_Explore the material_
1 – Answer these questions from the passage on non-collapsibility:
(a) Which association measures are listed in parentheses as examples in the first paragraph?
(b) Which reference is cited for an overview of non-collapsibility?
(c) Which measures are named as examples of collapsible measures?
2 – Transcribe the passage on non-collapsibility word for word, starting at "As an aside, when" and ending at "difference, odds ratio).".
3 – Go on with the passage on non-collapsibility, picking up after its final sentence.

_Reading text_
"""
As an aside, when the conditional association measures in the stratum C = 1 and the stratum C = 0 are equal, we will say that there is no modification of the effect of A on B by C. Epidemiologists use the term effect-measure modification to emphasize that the presence of effect modification depends on the particular association measure under consideration (e.g. risk ratio, risk difference, odds ratio).

We now review the concept of non-collapsibility and its relation with Simpson's paradox. See Reference 23 for an overview of non-collapsibility. Consider again the unconfounded study depicted by Figure 3. In the absence of effect modification, one might intuitively expect that the two conditional measures would equal the marginal measure; in the presence of effect modification, one might intuitively expect that the numerical value of the marginal measure would be in between that of the two conditional measures. Such intuition is correct when the association measure is collapsible, i.e. when the marginal measure can be expressed as a weighted average of the two conditional measures. Some examples of collapsible measures are the risk ratio and the risk difference. However, the intuition is not generally correct when the association measure is not collapsible, i.e. when the marginal measure cannot be expressed as a weighted average of the two conditional measures.
"""
Dataset entries
"""
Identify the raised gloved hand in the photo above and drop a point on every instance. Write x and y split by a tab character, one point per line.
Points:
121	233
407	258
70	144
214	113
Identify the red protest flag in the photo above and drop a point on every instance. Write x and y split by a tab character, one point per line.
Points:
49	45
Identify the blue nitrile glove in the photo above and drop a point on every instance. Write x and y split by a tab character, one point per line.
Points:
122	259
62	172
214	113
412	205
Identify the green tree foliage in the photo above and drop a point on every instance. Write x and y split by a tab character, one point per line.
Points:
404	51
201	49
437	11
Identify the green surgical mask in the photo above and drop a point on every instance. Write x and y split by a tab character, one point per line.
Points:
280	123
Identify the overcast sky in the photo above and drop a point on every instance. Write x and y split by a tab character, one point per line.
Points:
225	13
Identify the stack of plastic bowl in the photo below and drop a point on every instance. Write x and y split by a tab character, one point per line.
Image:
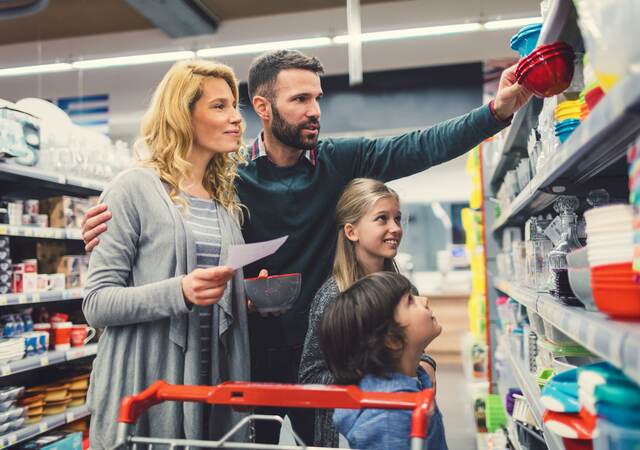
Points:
548	70
567	117
610	252
525	40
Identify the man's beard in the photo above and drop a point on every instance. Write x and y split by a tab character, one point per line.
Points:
292	135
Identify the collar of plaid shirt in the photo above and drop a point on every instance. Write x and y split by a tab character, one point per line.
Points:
259	150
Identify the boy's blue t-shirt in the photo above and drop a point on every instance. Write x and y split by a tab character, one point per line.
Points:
385	429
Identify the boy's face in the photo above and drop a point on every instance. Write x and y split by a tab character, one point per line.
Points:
420	325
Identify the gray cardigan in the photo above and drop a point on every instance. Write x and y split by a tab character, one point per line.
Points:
134	292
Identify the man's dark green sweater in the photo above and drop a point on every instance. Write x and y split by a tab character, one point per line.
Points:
300	201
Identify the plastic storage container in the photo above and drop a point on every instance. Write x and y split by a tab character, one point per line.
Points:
613	437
"""
_Answers provided_
1 –
(a) Risk ratio, risk difference, odds ratio.
(b) Reference 23.
(c) The risk ratio and the risk difference.

2 –
As an aside, when the conditional association measures in the stratum C = 1 and the stratum C = 0 are equal, we will say that there is no modification of the effect of A on B by C. Epidemiologists use the term effect-measure modification to emphasize that the presence of effect modification depends on the particular association measure under consideration (e.g. risk ratio, risk difference, odds ratio).

3 –
A well-known example of a non-collapsible association measure is the odds ratio. Suppose there is neither confounding (as depicted in Figure 3) nor effect modification on the odds ratio scale, i.e. ORAB|C=0 = ORAB|C=1, then there is no guarantee that ORAB = ORAB|C=1. That is, the conditional odds ratios may be equal to each other and still different from the marginal odds ratio, even in the absence of confounding. Now suppose there is effect modification, i.e. ORAB|C=0 ≠ ORAB|C=1, then there is no guarantee that either ORAB|C=0 > ORAB > ORAB|C=1 or ORAB|C=0 < ORAB < ORAB|C=1. That is, the marginal odds ratio is not bounded by the two conditional odds ratios.

This counterintuitive behaviour is the result of the non-collapsibility of the odds ratio, which arises from the failure of group odds to equal a weighted average of subgroup odds.24 This non-collapsibility and its direction—in the absence of effect modification, the conditional odds ratios ORAB|C always move away from the null—can be seen as a special case of Jensen's inequality,12 and is also an immediate consequence of the results by Robinson and Jewell.25 The distinction between confounding and non-collapsibility was explicitly made by Miettinen and Cook26 and Samuels,12 and formally explicated by Greenland and Robins27 using a deterministic counterfactual model; Greenland24 replicated the distinction for the more general case allowing stochastic counterfactuals.

In summary, a quantitative difference between conditional and marginal odds ratios in the absence of confounding is a mathematical oddity (no pun intended), not a reflection of bias. Such difference is irrelevant for the purposes of confounding adjustment because, in the absence of confounding by C, both the conditional and marginal odds ratios are valid. They just happen to be different.

Prior to the publication of Simpson's paper, Norton28 and Snedecor29 had stated that, in randomized experiments without effect modification by C, it was appropriate to report the marginal association between A and B. Simpson states that his example ‘shows that this is false,’ but does not offer an unambiguous explanation of why he thought his example proves these authors wrong. The vagueness of Simpson's statement resulted in some additional confusion regarding the meaning of the term ‘Simpson's paradox’.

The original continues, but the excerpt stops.